Copy the records below exactly, leaving out every picture.

Material for this exercise =
* * * * * * *

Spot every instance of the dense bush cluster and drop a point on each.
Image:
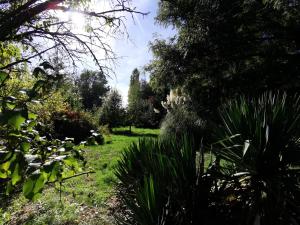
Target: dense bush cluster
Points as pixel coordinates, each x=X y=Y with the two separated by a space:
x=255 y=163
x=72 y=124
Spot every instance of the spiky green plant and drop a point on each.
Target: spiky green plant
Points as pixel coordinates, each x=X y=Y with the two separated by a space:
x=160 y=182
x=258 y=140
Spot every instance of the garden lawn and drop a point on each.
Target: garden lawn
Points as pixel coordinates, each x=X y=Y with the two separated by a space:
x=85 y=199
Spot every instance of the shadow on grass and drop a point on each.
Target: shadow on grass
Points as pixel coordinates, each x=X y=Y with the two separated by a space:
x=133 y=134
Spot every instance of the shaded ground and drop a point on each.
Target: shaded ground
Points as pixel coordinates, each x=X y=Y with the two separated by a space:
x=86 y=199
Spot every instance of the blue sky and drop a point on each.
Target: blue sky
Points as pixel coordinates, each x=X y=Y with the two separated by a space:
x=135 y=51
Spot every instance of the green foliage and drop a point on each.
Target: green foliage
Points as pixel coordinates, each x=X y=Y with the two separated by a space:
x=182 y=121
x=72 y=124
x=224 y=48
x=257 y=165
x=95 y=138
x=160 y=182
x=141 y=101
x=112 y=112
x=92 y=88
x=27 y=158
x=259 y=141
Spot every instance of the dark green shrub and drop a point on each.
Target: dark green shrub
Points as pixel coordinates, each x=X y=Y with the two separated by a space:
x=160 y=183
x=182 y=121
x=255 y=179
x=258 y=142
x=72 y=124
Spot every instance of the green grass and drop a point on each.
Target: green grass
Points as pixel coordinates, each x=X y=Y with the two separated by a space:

* * * * * * *

Reply =
Spot every instance of the dense bush cluster and drop a point on each.
Image:
Target: dense bush cluster
Points as pixel coordinates, each x=X y=Y with the two separated by a space:
x=255 y=163
x=72 y=124
Spot every instance of the spiky green plant and drop a point on each.
Target: spiky green plant
Points as pixel coordinates, each x=X y=Y with the two separated by a space:
x=160 y=182
x=258 y=140
Spot every instance of the garden lawn and drop a point on each.
Target: garden lawn
Points as pixel coordinates, each x=X y=Y with the two separated by a space:
x=85 y=199
Spot every instance of the shadow on grass and drop a point on each.
Target: shadow on grass
Points as pixel coordinates, each x=X y=Y with the two separated by a space:
x=133 y=134
Spot every instance of the shaded ground and drop a point on each.
Target: shaded ground
Points as pixel coordinates, each x=X y=Y with the two separated by a space:
x=86 y=199
Spot every instance of the blue sky and drop a point on each.
Target: blue sky
Points as pixel coordinates, each x=X y=Y with the two separated by a space:
x=135 y=51
Spot every instance of the green foliage and drop a point on each.
Target: green foliage
Points as pixel coordinates, each x=X y=Y with the two separated by a space:
x=182 y=121
x=72 y=124
x=224 y=48
x=257 y=165
x=95 y=138
x=160 y=182
x=141 y=101
x=112 y=112
x=92 y=88
x=27 y=158
x=259 y=141
Spot every instance of the dark green shrub and drop a point on each.
Target: dark green shrub
Points as pixel coordinates, each x=X y=Y with the two separated by a space:
x=160 y=183
x=182 y=121
x=255 y=179
x=258 y=142
x=72 y=124
Spot every instance of the green grass and drop a point on each.
Target: green grass
Points as pixel coordinates, each x=X y=Y with the two separated by a space:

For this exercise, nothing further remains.